Starting with the line that contains "Task: Find the open", reproduce each line through the end of the listing below, with no other output.

Position identification records:
· · · ·

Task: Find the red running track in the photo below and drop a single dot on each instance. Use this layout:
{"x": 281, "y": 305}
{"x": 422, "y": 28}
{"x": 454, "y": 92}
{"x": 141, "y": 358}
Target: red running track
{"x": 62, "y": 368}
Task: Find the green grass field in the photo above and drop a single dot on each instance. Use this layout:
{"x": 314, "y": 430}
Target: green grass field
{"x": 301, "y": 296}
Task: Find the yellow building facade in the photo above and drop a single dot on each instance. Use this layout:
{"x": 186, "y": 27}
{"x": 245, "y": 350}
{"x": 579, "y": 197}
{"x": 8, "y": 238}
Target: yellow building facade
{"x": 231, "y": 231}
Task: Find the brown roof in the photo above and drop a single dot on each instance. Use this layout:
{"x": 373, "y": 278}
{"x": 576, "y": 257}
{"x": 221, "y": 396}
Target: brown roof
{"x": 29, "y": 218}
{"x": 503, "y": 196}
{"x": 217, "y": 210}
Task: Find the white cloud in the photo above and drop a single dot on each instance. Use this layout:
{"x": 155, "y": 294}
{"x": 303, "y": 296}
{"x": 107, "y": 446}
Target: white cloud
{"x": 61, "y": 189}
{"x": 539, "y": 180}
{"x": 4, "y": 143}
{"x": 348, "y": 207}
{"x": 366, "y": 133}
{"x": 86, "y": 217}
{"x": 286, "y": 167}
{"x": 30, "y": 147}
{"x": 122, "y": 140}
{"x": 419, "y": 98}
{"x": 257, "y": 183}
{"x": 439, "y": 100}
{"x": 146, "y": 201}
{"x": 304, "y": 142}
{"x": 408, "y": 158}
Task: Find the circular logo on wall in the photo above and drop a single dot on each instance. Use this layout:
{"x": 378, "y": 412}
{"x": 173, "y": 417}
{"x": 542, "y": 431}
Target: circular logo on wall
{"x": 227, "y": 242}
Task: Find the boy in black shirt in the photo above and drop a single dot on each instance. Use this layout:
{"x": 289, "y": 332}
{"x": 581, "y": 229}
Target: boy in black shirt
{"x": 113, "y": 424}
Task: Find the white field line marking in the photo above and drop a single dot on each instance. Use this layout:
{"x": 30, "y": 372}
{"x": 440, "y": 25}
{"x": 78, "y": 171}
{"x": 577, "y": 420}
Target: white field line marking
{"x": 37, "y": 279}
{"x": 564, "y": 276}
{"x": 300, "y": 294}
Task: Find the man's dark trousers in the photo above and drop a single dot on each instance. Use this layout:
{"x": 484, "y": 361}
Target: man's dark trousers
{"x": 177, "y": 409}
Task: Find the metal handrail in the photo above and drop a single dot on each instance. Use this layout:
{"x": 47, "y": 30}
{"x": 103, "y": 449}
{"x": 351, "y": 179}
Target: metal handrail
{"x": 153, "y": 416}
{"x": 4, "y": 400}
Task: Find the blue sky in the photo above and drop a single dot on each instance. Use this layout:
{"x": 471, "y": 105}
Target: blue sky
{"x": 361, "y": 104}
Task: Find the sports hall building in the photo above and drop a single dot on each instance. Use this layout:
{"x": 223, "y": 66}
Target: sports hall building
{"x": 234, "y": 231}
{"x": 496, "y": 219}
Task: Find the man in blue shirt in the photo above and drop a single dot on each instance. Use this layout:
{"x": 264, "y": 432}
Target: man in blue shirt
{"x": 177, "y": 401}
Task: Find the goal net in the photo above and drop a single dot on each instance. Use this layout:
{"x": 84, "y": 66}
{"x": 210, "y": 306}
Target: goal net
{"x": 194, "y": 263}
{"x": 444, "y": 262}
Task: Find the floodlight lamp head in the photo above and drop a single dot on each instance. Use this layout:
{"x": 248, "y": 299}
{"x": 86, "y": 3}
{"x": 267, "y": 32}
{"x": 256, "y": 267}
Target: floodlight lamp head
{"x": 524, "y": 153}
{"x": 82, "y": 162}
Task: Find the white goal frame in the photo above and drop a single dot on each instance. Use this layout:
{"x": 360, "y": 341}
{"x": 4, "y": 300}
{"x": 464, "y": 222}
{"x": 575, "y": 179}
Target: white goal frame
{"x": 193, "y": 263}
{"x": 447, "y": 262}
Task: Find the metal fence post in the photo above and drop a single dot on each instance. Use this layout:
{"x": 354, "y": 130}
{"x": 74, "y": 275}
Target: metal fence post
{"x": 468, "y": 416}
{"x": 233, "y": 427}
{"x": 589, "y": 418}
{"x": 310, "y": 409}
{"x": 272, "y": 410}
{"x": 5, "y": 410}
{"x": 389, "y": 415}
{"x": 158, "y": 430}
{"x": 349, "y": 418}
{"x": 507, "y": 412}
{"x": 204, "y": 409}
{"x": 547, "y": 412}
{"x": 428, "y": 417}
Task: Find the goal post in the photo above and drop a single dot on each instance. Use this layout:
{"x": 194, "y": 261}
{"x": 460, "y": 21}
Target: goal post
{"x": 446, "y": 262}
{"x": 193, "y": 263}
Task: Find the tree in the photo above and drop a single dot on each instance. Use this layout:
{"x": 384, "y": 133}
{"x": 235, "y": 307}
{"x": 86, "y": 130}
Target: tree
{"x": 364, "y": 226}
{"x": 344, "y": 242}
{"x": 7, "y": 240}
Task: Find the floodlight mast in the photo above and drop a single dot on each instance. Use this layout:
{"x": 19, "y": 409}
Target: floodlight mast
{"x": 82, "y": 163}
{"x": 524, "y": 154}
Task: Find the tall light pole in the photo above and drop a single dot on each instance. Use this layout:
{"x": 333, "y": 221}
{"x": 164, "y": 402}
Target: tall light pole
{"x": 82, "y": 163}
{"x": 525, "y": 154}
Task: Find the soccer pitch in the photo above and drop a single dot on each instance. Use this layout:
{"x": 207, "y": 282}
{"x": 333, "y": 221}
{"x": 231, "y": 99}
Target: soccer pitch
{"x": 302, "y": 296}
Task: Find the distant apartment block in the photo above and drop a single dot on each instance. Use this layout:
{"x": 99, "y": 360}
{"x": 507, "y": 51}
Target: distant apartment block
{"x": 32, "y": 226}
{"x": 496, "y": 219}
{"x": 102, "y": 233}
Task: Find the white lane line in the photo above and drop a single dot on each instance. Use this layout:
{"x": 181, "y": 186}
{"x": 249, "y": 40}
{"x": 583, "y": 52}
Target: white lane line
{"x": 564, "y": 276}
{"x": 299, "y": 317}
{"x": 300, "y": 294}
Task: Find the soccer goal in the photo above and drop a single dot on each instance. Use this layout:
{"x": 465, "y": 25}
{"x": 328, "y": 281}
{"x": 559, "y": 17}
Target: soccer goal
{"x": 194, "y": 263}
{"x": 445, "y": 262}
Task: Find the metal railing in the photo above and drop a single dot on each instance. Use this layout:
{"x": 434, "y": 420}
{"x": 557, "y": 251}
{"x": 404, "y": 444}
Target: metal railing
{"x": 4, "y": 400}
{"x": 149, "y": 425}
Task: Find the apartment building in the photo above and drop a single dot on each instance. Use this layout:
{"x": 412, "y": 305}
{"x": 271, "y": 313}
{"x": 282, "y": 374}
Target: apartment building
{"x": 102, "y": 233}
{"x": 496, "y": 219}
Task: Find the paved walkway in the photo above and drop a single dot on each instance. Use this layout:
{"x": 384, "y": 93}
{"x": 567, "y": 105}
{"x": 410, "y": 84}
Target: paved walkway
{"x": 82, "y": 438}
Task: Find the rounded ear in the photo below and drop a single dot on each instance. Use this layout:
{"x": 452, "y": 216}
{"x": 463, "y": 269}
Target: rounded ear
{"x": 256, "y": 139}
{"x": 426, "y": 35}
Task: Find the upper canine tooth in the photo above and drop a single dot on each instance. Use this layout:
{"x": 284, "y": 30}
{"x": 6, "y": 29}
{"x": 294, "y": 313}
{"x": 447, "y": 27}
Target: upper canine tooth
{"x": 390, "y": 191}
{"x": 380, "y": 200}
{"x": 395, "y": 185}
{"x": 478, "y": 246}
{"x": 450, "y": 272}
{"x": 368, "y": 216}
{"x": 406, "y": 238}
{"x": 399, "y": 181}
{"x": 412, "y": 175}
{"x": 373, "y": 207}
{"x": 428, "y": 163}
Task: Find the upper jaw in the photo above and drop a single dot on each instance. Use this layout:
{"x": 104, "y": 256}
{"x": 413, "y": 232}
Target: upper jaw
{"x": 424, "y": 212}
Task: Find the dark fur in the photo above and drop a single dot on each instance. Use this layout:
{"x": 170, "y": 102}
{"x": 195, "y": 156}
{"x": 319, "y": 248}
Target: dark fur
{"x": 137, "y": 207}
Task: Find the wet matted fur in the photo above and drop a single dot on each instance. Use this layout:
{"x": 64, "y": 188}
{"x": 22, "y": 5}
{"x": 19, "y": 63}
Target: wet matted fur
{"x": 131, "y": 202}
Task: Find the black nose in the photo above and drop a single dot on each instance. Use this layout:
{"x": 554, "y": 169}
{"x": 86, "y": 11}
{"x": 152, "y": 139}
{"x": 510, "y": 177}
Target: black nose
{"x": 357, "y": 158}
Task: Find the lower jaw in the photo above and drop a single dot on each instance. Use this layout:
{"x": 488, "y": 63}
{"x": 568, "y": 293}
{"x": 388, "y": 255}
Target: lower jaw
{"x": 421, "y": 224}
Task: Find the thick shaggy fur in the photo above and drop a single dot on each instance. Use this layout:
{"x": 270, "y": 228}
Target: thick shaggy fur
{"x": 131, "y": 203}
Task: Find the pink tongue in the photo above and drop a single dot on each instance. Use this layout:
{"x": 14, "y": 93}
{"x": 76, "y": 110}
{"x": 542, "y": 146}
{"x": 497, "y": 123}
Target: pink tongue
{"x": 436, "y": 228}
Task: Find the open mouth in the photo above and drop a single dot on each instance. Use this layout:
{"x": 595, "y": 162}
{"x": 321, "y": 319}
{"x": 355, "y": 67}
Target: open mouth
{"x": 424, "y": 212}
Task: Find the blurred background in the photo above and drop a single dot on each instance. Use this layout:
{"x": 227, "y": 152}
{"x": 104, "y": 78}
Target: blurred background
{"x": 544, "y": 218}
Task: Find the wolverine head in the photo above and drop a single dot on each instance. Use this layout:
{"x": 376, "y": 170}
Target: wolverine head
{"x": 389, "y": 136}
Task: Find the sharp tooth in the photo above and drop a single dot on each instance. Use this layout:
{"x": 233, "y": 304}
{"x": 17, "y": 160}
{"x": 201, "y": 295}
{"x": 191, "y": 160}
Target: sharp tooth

· · · ·

The result:
Task: Find the open mouth in the photo above and drop a single dot on each instance. Use this layout:
{"x": 595, "y": 162}
{"x": 321, "y": 319}
{"x": 355, "y": 67}
Target: open mouth
{"x": 424, "y": 212}
Task: Find the blurred background in the photo above and drop a single dot on each instance. Use this layout:
{"x": 227, "y": 152}
{"x": 104, "y": 78}
Target: blurred background
{"x": 544, "y": 218}
Task: Find the wolverine head in the photo above and drop a single dot on each instance. Use this layout:
{"x": 376, "y": 170}
Target: wolverine head
{"x": 389, "y": 136}
Task: Find the sharp tooth in the photo above and drop a single dot on each instance. Use this layout:
{"x": 233, "y": 304}
{"x": 17, "y": 160}
{"x": 201, "y": 295}
{"x": 191, "y": 160}
Target: sharp tooth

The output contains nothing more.